**Work request:** For each numbered statement, say yes or no to whether it agrees with the text on retrieval-augmented generation and extractive language models, and quote the text's deciding words. 1. In a RAG setup, the retrieval module comes after the LLM. 2. Querying a large table with SQL is cheaper than running an LLM for the same task. 3. Extractive language models mine text for information by generating answers.

**Document segment:**
*** Begin section ***
The remedy to outdated information in the LLM’s parameters and ensuing inflation of hallucinations is a method known as retrieval-augmented generation (RAG). In such a setup, the LLM is preceded by a retrieval module, which extracts the candidate documents it deems most suitable to answer the user query from your database. Upon receiving a query, the RAG system first identifies suitable documentation pages. It then embeds those in the prompt to the LLM, instructing it to base its answers on the fact-checked information from the database. RAG as an LLM technique is extremely popular because of its ability to create a factual knowledge base on the fly.
Automating the Collection of Information from Earnings Reports
The advent of LLMs has enabled machines to process unstructured data. The term “unstructured” refers to data types such as images, audio, video, or text: formats that don’t follow a strictly predefined structure. Structured data, on the other hand, is data that comes in a predictable format, such as tables and graphs, and can be processed using less resource-intensive methods. For example, a large table can be queried using SQL, which is faster, more accurate, and infinitely cheaper than running an LLM for the same task.
Let’s say a company wants to identify information in its unstructured textual data that can be fed into such tables. For example, they might want to extract specific numerical and other factual data points from a collection of earnings reports.
The solution: using a smaller language model to mine text for information, not by generating answers, but by highlighting it in the underlying source document. Such models are called “extractive” language models. They’re not only lighter and cheaper than LLMs but also safer for highly sensitive areas such as finance. That’s because they are incapable of LLM-like hallucinations, and they are necessarily more faithful to the underlying dataset.
*** End section ***
**Stored data:**
*** Begin section ***
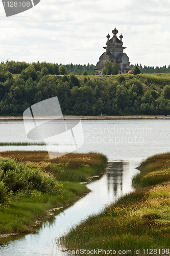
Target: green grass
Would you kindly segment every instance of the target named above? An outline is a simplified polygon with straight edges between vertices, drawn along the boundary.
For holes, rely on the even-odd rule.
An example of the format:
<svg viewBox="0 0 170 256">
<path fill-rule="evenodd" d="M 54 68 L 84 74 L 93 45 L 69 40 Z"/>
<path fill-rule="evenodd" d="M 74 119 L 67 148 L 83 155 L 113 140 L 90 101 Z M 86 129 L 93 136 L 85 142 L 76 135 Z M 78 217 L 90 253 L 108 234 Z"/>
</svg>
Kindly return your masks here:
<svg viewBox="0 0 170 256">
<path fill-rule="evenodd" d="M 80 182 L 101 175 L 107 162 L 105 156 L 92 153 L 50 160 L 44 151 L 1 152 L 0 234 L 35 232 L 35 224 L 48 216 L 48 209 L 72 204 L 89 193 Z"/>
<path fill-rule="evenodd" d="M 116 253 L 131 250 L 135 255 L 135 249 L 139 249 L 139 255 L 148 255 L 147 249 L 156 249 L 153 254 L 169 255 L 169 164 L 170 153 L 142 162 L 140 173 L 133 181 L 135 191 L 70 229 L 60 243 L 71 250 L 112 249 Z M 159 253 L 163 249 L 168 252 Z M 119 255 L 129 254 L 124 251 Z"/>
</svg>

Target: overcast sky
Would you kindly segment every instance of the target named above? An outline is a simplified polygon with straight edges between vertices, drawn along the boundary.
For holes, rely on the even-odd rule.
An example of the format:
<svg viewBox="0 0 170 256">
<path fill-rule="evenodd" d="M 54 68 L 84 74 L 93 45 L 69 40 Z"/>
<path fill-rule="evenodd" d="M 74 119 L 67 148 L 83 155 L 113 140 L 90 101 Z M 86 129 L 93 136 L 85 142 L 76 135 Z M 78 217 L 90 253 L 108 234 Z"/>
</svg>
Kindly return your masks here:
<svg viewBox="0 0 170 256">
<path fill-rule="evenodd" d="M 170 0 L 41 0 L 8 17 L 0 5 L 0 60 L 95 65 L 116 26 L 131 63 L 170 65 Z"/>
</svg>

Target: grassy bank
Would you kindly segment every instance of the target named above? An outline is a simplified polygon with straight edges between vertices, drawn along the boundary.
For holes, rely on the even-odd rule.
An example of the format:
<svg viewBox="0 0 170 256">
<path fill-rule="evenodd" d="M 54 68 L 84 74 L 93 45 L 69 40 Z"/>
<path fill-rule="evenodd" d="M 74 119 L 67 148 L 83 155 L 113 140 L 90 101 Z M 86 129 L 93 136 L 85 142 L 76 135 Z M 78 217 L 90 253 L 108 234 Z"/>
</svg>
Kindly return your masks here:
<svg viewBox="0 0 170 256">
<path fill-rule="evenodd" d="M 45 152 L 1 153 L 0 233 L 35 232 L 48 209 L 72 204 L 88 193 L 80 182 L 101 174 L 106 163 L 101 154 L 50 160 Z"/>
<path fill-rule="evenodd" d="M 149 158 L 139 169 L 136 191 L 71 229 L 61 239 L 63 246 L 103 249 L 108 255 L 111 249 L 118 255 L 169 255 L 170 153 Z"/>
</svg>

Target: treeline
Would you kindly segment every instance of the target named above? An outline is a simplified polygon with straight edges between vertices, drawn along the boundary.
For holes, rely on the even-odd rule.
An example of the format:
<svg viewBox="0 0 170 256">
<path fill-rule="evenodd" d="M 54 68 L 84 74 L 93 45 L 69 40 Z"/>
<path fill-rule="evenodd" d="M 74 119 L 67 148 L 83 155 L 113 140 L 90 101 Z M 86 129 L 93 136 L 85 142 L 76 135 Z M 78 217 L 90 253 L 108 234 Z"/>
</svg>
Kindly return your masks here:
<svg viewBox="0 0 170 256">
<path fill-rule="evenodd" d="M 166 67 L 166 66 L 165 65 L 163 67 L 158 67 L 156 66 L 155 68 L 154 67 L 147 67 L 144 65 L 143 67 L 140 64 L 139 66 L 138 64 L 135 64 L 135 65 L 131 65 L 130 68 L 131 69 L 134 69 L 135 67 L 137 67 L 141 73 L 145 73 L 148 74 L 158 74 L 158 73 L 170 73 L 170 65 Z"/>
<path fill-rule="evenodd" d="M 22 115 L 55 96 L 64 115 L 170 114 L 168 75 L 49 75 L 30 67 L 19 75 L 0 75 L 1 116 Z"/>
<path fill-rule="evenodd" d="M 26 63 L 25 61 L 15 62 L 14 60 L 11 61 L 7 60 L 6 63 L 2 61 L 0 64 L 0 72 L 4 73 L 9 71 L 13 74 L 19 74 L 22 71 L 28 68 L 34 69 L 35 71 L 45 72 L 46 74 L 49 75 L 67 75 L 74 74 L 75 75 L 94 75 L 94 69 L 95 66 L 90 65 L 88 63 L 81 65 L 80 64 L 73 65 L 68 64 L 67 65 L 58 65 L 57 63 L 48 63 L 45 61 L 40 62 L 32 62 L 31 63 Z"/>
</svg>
*** End section ***
**Written answer:**
1. No: "the LLM is preceded by a retrieval module"
2. Yes: "which is faster, more accurate, and infinitely cheaper than running an LLM for the same task"
3. No: "not by generating answers, but by highlighting it in the underlying source document"